DATA FOR THIS TASK:
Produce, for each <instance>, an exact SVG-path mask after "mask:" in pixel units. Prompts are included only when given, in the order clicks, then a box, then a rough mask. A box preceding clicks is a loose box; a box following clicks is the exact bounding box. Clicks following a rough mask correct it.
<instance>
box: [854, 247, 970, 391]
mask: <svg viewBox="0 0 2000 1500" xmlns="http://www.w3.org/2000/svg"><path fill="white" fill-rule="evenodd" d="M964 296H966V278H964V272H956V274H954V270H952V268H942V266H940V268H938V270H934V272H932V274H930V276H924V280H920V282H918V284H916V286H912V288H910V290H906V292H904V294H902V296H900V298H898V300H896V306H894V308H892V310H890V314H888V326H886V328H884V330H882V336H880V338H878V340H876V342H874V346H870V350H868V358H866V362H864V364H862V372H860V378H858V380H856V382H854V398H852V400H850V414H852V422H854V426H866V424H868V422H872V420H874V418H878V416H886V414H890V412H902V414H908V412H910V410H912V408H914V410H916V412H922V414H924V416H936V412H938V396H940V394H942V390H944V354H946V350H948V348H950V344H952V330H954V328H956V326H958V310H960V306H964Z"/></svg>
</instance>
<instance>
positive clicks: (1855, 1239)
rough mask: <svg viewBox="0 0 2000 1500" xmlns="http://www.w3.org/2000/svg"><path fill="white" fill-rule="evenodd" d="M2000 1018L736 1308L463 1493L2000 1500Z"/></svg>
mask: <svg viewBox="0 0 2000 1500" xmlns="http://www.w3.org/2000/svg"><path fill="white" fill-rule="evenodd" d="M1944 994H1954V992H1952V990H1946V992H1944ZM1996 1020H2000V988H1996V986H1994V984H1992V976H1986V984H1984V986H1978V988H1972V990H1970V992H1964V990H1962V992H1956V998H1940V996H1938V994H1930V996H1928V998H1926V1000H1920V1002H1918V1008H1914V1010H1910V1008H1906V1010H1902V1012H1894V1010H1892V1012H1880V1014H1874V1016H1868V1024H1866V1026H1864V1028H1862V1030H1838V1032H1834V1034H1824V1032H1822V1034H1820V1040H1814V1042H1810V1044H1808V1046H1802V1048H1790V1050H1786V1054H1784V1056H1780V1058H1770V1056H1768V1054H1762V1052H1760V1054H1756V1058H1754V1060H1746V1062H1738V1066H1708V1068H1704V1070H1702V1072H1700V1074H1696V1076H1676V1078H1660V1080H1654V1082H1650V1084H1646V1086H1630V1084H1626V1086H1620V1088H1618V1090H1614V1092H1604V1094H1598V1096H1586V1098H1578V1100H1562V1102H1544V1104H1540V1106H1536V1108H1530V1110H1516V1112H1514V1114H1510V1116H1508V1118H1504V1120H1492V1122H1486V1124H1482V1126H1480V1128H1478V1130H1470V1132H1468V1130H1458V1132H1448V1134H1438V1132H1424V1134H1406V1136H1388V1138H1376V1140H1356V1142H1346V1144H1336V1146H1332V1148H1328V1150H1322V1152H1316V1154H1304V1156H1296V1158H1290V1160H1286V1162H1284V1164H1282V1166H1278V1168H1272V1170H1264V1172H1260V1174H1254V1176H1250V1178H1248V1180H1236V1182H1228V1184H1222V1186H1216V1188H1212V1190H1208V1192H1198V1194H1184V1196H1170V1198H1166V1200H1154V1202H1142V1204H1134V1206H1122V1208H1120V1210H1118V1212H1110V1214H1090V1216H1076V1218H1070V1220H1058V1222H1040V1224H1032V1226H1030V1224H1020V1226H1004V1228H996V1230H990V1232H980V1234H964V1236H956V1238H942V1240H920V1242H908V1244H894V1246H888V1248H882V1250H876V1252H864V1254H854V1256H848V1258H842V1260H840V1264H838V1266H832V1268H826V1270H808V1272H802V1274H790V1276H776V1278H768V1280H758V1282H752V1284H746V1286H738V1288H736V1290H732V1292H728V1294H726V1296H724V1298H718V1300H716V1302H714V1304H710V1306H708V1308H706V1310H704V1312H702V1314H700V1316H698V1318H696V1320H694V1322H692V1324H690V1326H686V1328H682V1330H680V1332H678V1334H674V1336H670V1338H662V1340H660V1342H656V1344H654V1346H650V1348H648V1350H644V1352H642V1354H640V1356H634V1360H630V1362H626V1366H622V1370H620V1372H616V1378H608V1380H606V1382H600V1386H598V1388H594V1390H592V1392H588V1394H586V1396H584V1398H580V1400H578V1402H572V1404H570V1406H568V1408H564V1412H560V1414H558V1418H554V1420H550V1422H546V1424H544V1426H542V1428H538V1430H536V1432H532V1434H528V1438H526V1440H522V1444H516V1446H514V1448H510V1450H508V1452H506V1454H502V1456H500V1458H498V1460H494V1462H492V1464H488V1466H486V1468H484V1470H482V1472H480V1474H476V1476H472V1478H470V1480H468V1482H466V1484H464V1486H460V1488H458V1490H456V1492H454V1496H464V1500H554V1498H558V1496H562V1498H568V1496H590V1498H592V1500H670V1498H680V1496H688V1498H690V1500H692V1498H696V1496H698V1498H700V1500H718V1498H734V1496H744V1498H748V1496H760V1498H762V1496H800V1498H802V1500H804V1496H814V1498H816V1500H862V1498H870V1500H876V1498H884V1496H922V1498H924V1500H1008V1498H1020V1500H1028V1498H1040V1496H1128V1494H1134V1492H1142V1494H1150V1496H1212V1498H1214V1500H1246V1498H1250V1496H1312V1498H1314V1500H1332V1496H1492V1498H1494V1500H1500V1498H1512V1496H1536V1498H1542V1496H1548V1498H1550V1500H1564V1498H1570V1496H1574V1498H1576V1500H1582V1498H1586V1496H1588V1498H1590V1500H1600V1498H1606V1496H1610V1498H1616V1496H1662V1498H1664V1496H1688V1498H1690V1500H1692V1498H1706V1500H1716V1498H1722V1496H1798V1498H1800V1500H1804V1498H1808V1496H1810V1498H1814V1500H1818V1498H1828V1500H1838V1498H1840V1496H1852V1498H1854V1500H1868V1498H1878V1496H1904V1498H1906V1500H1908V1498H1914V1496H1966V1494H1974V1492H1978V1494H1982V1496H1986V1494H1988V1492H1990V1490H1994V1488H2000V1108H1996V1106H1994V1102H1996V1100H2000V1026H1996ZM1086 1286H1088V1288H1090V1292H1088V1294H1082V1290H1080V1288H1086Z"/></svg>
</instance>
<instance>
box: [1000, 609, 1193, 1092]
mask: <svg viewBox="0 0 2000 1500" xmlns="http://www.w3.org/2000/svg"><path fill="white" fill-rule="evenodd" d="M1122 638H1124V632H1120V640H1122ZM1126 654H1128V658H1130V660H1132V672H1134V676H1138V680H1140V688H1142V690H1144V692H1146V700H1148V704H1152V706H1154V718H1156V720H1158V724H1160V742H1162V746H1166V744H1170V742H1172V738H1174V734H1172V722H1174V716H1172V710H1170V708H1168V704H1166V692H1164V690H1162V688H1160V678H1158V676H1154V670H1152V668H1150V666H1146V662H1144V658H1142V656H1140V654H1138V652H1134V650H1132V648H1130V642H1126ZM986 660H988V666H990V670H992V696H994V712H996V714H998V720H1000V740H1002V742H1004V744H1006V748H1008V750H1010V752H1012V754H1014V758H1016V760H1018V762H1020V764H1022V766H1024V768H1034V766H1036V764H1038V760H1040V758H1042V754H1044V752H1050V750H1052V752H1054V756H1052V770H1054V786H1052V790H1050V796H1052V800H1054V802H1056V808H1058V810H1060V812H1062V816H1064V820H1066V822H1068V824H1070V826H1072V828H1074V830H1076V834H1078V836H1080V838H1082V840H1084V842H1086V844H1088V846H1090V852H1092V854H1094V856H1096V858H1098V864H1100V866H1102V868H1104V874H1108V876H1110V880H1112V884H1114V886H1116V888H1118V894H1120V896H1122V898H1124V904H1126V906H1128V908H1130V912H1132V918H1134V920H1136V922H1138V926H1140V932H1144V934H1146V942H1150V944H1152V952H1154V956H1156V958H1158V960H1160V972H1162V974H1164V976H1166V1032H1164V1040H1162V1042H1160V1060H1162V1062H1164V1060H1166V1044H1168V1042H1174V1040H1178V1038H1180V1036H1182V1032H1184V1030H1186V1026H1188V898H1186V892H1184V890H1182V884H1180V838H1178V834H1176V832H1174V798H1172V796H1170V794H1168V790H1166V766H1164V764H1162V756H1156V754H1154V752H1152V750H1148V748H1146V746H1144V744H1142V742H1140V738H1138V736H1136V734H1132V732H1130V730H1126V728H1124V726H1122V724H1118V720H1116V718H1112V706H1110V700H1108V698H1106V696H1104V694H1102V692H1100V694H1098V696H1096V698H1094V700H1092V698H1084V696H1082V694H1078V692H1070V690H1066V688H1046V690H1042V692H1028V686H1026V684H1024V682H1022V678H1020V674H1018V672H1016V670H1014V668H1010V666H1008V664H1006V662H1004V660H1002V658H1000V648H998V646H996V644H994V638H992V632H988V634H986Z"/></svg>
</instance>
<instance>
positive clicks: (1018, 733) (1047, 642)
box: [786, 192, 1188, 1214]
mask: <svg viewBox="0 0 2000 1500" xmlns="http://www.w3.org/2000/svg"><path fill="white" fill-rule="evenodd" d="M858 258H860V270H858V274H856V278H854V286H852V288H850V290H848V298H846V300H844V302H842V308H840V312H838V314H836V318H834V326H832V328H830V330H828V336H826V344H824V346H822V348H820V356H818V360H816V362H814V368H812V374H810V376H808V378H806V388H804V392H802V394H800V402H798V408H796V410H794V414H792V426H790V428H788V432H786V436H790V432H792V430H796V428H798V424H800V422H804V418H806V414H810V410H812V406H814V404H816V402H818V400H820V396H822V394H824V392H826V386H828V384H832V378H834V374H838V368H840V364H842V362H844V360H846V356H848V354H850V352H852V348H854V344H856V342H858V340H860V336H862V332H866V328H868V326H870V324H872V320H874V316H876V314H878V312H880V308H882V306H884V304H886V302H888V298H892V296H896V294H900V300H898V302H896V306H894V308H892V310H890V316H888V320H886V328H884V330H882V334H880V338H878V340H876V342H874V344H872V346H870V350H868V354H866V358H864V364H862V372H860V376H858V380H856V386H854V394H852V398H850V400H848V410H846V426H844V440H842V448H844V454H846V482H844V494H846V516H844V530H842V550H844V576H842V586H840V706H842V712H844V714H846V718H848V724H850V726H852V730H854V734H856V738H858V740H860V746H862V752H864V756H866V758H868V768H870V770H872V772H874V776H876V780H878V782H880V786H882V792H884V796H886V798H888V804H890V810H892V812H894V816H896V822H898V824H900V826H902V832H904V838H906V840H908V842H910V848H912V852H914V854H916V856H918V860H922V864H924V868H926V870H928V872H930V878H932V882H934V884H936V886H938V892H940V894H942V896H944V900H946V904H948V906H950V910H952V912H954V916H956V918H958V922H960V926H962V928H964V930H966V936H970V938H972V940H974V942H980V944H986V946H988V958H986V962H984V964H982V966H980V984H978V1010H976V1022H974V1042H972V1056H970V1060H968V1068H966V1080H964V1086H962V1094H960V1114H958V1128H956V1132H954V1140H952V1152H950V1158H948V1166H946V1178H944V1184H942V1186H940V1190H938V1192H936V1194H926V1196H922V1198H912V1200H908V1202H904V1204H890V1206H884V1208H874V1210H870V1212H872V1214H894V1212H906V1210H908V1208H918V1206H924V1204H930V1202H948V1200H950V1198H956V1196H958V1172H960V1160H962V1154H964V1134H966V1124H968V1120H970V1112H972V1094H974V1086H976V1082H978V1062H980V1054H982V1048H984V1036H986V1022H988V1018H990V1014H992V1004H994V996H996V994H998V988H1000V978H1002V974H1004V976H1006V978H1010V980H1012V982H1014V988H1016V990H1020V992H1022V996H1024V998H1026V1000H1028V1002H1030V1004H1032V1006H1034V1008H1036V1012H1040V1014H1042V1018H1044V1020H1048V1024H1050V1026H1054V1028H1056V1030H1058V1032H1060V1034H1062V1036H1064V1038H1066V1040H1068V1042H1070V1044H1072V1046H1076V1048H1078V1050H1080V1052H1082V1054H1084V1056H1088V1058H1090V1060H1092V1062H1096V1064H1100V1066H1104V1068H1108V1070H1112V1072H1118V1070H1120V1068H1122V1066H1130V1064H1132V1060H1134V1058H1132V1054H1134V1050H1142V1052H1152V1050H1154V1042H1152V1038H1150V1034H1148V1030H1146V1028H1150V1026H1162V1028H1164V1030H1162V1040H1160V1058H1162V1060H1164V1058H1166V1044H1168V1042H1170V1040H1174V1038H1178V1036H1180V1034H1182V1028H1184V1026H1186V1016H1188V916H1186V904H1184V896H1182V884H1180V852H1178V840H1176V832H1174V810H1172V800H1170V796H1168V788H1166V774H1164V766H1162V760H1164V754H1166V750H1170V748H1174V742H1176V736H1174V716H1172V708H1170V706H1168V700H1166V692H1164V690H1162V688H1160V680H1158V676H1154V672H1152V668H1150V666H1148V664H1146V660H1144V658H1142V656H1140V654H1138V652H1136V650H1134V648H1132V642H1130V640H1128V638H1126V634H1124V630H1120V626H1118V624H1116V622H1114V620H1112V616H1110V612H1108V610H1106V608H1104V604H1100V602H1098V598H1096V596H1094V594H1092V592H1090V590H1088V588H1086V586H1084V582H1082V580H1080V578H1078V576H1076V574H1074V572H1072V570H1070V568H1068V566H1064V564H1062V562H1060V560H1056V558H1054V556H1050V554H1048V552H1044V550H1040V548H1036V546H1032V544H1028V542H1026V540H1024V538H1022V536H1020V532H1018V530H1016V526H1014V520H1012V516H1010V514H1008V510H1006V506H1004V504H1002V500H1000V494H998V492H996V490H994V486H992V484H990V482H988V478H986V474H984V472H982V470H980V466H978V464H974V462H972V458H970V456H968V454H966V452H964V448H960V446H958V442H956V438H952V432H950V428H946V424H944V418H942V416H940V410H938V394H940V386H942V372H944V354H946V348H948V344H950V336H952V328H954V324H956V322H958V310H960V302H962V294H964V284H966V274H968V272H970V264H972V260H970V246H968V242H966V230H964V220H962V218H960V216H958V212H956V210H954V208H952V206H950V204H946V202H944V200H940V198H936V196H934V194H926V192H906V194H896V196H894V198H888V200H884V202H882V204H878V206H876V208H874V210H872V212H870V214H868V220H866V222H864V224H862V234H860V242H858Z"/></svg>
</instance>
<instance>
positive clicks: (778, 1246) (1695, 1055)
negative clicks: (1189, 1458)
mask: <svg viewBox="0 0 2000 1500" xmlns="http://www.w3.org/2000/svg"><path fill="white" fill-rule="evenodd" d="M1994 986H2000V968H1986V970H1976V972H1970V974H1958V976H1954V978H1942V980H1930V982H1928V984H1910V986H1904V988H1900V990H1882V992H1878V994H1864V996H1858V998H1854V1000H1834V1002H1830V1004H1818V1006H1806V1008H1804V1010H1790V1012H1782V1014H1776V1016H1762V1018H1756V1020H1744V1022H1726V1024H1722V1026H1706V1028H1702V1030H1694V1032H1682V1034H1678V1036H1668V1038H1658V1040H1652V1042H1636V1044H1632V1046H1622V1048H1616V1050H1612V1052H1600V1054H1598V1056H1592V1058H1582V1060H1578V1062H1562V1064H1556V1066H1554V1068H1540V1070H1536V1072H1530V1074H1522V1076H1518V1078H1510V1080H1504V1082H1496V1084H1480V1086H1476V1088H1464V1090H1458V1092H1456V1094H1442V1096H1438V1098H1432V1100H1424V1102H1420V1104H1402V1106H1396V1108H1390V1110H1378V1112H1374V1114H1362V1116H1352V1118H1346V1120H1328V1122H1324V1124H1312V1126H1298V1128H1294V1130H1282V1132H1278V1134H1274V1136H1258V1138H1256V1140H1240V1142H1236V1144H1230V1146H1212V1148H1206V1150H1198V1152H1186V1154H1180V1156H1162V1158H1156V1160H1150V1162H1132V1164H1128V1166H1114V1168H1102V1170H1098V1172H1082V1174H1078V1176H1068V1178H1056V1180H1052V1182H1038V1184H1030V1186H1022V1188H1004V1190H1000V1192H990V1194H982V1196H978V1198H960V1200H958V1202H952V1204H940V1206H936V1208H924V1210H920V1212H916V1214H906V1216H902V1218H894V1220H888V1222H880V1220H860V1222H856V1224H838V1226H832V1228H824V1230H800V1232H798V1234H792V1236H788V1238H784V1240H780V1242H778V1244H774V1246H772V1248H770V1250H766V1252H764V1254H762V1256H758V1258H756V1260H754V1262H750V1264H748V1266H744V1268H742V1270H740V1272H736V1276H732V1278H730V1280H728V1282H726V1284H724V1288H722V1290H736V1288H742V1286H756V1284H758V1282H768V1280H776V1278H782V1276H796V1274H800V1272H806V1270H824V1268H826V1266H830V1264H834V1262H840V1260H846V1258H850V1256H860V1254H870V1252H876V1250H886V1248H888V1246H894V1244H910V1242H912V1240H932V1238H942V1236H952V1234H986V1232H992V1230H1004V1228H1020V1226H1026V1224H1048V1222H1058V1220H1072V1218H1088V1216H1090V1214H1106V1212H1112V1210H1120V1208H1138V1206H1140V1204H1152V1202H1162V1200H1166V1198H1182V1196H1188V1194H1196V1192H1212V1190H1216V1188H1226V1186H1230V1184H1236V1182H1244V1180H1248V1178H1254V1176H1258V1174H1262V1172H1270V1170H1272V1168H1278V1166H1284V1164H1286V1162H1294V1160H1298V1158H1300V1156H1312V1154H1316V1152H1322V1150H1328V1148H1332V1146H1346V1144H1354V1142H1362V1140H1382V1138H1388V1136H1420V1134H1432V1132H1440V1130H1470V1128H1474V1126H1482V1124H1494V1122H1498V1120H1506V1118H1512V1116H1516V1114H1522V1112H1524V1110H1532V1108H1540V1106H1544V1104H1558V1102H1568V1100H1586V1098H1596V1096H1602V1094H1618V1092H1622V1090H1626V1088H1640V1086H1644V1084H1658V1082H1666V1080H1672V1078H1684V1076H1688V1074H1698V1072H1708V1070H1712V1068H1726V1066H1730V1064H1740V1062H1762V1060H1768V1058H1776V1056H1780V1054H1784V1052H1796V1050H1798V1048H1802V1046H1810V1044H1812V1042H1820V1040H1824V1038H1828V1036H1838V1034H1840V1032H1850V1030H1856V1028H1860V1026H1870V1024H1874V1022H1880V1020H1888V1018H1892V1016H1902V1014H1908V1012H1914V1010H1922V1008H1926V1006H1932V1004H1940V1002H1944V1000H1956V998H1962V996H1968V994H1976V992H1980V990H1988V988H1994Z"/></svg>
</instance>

WORK INSTRUCTIONS: Reproduce verbatim the records from their first line through the line containing "box: [854, 247, 970, 391]", with both ends included.

ANSWER TO THIS EXERCISE:
Produce, for each <instance>, an exact SVG-path mask after "mask:" in pixel units. Prompts are included only when given, in the order clicks, then a box, then a rough mask. A box preceding clicks is a loose box; a box following clicks is the exact bounding box. Clicks following a rough mask correct it.
<instance>
box: [854, 247, 970, 391]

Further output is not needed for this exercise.